In the excerpt below on marine propellers and outboard motors, outboards above what horsepower are generally accepted to have trouble meeting industry requirements?

EXCERPT
+===+

However, the viscosity is higher and the injection speed is much lower than in conventional pressure die casting, resulting in little or no turbulence during die filling.

Regardless of how marine propellers are cast, the propellers regularly fracture large segments of the propeller blades when they collide with underwater objects during operation.

This is due to the brittleness of traditional propeller alloys, as discussed, above.

As a result, the damaged propeller blades cannot be easily repaired as the missing segments are lost at the bottom of the body of water where the propeller was operated.

Furthermore, the brittleness inherent in traditional die cast AlSi alloys prevents efficient restructuring of the propellers through hammering.

When the boat is traveling at high speeds, a safety concern is present if the lower unit collides with an underwater object.

In this case, the swivel bracket and / or drive shaft housing may fail and allow the outboard assembly with its spinning propeller to enter the boat and cause serious injury to the boat's operator.

Further, as the outboard assembly becomes more massive, this requirement becomes more difficult to meet.

As a result, it is generally accepted that outboards having more than 225 HP have problems meeting industry requirements particularly if the drive shaft housings are die cast because of the low ductility and impact strengths associated with conventional die cast AlSi alloys.

+===+

SUPPLIED MATERIAL
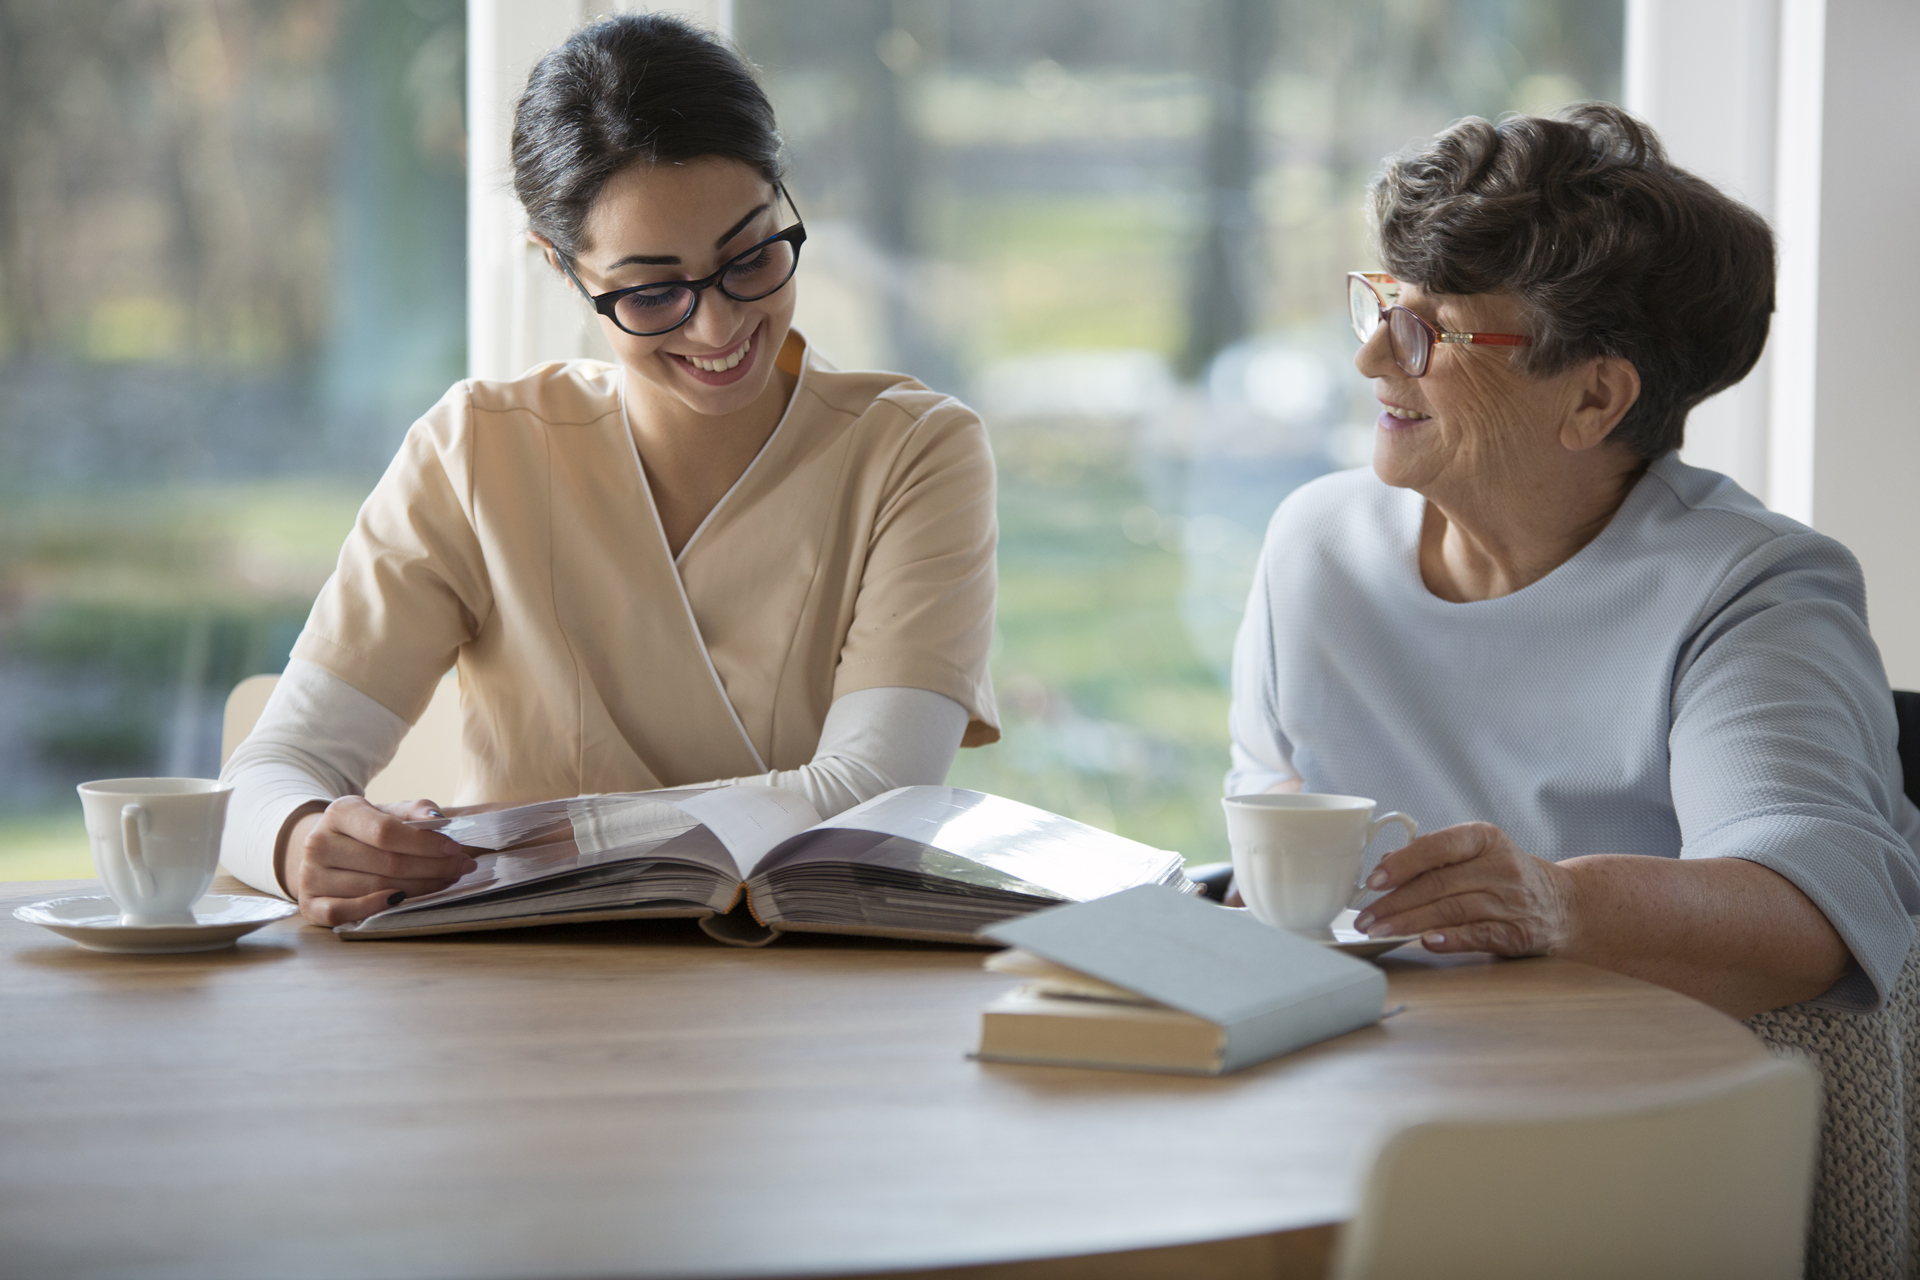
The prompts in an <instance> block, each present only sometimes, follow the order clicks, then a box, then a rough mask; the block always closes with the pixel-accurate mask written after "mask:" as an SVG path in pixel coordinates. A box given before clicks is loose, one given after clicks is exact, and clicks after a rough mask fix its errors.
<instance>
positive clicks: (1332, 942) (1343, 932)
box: [1315, 910, 1421, 960]
mask: <svg viewBox="0 0 1920 1280" xmlns="http://www.w3.org/2000/svg"><path fill="white" fill-rule="evenodd" d="M1356 915H1359V912H1354V910H1348V912H1340V913H1338V915H1334V917H1332V925H1331V929H1332V936H1331V938H1315V942H1321V944H1325V946H1331V948H1334V950H1336V952H1346V954H1348V956H1359V958H1361V960H1373V958H1375V956H1384V954H1386V952H1390V950H1394V948H1396V946H1405V944H1407V942H1419V940H1421V935H1417V933H1404V935H1396V936H1388V938H1369V936H1367V935H1363V933H1361V931H1359V929H1354V917H1356Z"/></svg>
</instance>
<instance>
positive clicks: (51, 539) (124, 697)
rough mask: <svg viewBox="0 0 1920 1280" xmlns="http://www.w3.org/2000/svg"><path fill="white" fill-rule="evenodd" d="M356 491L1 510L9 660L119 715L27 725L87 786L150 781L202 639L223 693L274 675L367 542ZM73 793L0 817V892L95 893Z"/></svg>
mask: <svg viewBox="0 0 1920 1280" xmlns="http://www.w3.org/2000/svg"><path fill="white" fill-rule="evenodd" d="M363 495H365V487H361V486H353V484H348V482H261V484H234V486H194V487H142V489H92V491H50V493H46V491H42V493H15V495H8V501H6V503H4V507H0V599H4V601H6V604H8V610H6V618H4V628H0V652H4V654H6V658H8V660H10V662H15V664H27V670H31V672H36V674H44V676H46V677H48V679H65V681H75V683H81V685H88V683H94V685H98V683H106V685H111V687H115V689H117V691H119V697H117V699H113V700H111V706H106V708H100V706H92V708H90V706H61V708H58V710H56V714H54V716H52V718H50V720H48V722H46V723H38V725H29V731H31V733H33V741H35V747H36V750H40V752H42V756H44V758H48V760H56V762H60V764H61V766H63V768H65V766H71V768H73V770H84V773H83V775H88V777H125V775H136V773H146V771H150V770H152V768H154V764H152V760H154V758H156V754H154V752H156V747H154V741H156V733H157V727H156V718H157V716H165V714H167V710H169V708H171V699H173V691H175V687H177V681H179V677H180V666H182V656H184V652H186V649H188V635H190V633H192V631H194V629H196V628H200V631H202V645H200V651H202V660H204V664H205V666H204V674H205V677H207V681H209V685H213V687H215V689H225V687H227V685H230V683H232V681H234V679H238V677H240V676H250V674H253V672H259V670H276V662H278V658H280V654H284V645H286V643H288V641H290V639H292V631H296V629H298V626H300V618H303V616H305V612H307V606H309V603H311V601H313V593H315V591H317V589H319V585H321V581H324V578H326V574H328V570H330V568H332V562H334V557H336V555H338V551H340V541H342V539H344V537H346V532H348V530H349V528H351V526H353V514H355V510H357V509H359V503H361V497H363ZM92 875H94V869H92V856H90V852H88V848H86V831H84V827H83V825H81V802H79V796H75V794H73V793H71V791H63V793H52V794H40V796H21V798H17V800H15V802H13V804H12V806H0V881H36V879H79V877H88V879H90V877H92Z"/></svg>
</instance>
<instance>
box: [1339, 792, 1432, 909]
mask: <svg viewBox="0 0 1920 1280" xmlns="http://www.w3.org/2000/svg"><path fill="white" fill-rule="evenodd" d="M1390 821H1398V823H1400V825H1402V827H1405V829H1407V839H1409V841H1417V839H1419V837H1421V825H1419V823H1417V821H1413V819H1411V818H1407V816H1405V814H1402V812H1400V810H1394V812H1392V814H1380V816H1379V818H1375V819H1373V821H1369V823H1367V844H1373V837H1377V835H1380V827H1384V825H1386V823H1390ZM1369 892H1373V890H1371V889H1367V883H1365V881H1361V883H1359V885H1357V887H1356V889H1354V896H1352V898H1348V900H1346V904H1348V906H1350V908H1357V906H1359V904H1361V902H1365V900H1367V894H1369Z"/></svg>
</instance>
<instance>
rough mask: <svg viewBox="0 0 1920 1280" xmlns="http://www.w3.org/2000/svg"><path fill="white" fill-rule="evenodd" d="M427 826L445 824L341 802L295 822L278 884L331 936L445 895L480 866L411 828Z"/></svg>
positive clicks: (308, 914)
mask: <svg viewBox="0 0 1920 1280" xmlns="http://www.w3.org/2000/svg"><path fill="white" fill-rule="evenodd" d="M422 818H440V808H438V806H436V804H434V802H432V800H409V802H405V804H372V802H369V800H365V798H361V796H340V798H338V800H334V802H332V804H328V806H326V808H324V810H315V812H311V814H305V816H301V818H298V819H296V821H294V829H292V831H290V833H288V837H286V865H284V869H282V875H280V883H282V885H286V890H288V892H290V894H292V896H294V898H296V900H298V902H300V913H301V915H305V917H307V919H309V921H313V923H315V925H324V927H328V929H332V927H334V925H349V923H353V921H357V919H367V917H369V915H372V913H374V912H384V910H386V908H390V906H397V904H399V902H401V900H405V898H411V896H417V894H424V892H434V890H438V889H445V887H447V885H451V883H453V881H457V879H459V877H463V875H467V873H468V871H472V869H474V867H476V865H478V864H476V862H474V860H472V858H470V856H468V854H467V850H465V848H461V846H459V844H455V842H453V841H449V839H447V837H444V835H440V833H438V831H420V829H419V827H409V825H407V821H409V819H411V821H419V819H422Z"/></svg>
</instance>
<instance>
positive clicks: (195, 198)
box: [0, 0, 467, 879]
mask: <svg viewBox="0 0 1920 1280" xmlns="http://www.w3.org/2000/svg"><path fill="white" fill-rule="evenodd" d="M463 61H465V8H463V4H461V0H405V2H401V0H180V2H167V4H146V2H134V0H60V2H54V4H50V2H48V0H0V121H4V123H6V125H4V129H0V879H17V877H42V875H90V873H92V871H90V864H88V858H86V842H84V835H83V831H81V825H79V804H77V800H75V796H73V783H75V781H81V779H86V777H102V775H108V777H111V775H125V773H188V775H209V773H213V771H215V770H217V768H219V712H221V704H223V699H225V695H227V689H228V687H230V685H232V683H234V681H236V679H238V677H242V676H248V674H253V672H271V670H278V668H280V664H284V660H286V651H288V647H290V645H292V639H294V635H296V633H298V629H300V624H301V620H303V618H305V612H307V606H309V604H311V601H313V593H315V591H317V589H319V585H321V581H323V580H324V576H326V572H328V570H330V566H332V558H334V553H336V551H338V547H340V539H342V537H344V535H346V530H348V528H349V526H351V520H353V510H355V509H357V505H359V501H361V497H365V493H367V489H369V487H371V484H372V478H374V476H378V472H380V468H382V466H384V464H386V461H388V457H390V455H392V451H394V447H396V445H397V443H399V438H401V434H403V432H405V428H407V424H409V422H411V420H413V416H417V415H419V413H420V411H422V409H424V407H426V405H430V403H432V401H434V399H436V397H438V395H440V393H442V391H444V390H445V388H447V384H449V382H453V380H455V378H459V376H463V372H465V363H467V355H465V259H467V246H465V209H467V196H465V163H463V150H465V125H463V117H461V106H463V96H461V94H463V84H465V69H463Z"/></svg>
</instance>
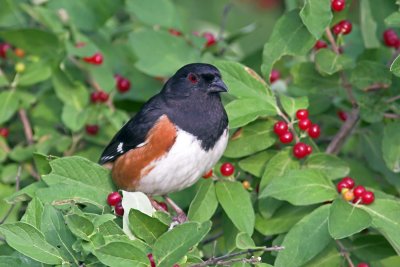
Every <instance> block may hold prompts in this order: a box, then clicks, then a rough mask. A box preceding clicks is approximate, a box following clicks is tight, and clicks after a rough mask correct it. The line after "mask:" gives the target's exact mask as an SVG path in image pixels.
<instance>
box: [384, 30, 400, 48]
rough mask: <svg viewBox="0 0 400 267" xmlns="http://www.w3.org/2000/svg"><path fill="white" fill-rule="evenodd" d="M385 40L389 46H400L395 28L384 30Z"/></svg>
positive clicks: (386, 45) (399, 40)
mask: <svg viewBox="0 0 400 267" xmlns="http://www.w3.org/2000/svg"><path fill="white" fill-rule="evenodd" d="M383 41H384V42H385V45H386V46H388V47H394V48H396V49H397V48H399V47H400V40H399V36H398V35H397V33H396V32H395V31H394V30H393V29H387V30H386V31H384V32H383Z"/></svg>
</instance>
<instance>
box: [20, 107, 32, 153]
mask: <svg viewBox="0 0 400 267" xmlns="http://www.w3.org/2000/svg"><path fill="white" fill-rule="evenodd" d="M18 115H19V119H20V120H21V122H22V125H23V126H24V133H25V138H26V141H27V142H28V144H29V145H32V144H33V133H32V127H31V123H30V122H29V119H28V115H27V114H26V110H25V109H20V110H19V111H18Z"/></svg>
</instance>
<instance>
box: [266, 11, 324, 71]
mask: <svg viewBox="0 0 400 267" xmlns="http://www.w3.org/2000/svg"><path fill="white" fill-rule="evenodd" d="M298 13H299V12H298V10H292V11H290V12H288V13H286V14H284V15H283V16H282V17H281V18H280V19H279V20H278V21H277V22H276V24H275V26H274V30H273V32H272V35H271V37H270V38H269V40H268V42H267V43H266V44H265V46H264V52H263V64H262V66H261V69H262V72H263V75H264V77H269V74H270V72H271V69H272V66H273V65H274V63H275V62H276V61H278V60H279V59H280V58H281V57H282V56H284V55H293V56H297V55H298V56H301V55H305V54H307V53H308V52H309V51H310V49H311V48H312V47H313V45H314V43H315V41H316V39H315V38H314V37H313V36H312V35H311V34H310V32H309V31H308V30H307V28H306V26H305V25H304V24H303V22H302V20H301V18H300V16H299V14H298Z"/></svg>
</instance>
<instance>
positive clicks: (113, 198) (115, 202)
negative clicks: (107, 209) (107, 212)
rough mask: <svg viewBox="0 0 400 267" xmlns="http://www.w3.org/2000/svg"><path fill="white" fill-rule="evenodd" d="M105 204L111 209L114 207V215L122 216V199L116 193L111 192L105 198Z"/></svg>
mask: <svg viewBox="0 0 400 267" xmlns="http://www.w3.org/2000/svg"><path fill="white" fill-rule="evenodd" d="M107 203H108V205H110V206H111V207H114V212H115V214H116V215H118V216H123V215H124V208H123V207H122V197H121V195H120V194H119V193H118V192H111V193H110V194H109V195H108V197H107Z"/></svg>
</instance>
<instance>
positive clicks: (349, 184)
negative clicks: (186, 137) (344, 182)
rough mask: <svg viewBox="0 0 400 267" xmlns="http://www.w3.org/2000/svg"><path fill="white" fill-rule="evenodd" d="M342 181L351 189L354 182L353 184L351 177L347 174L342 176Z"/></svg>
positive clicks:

+===+

YOUR SOLUTION
Outboards with more than 225 HP.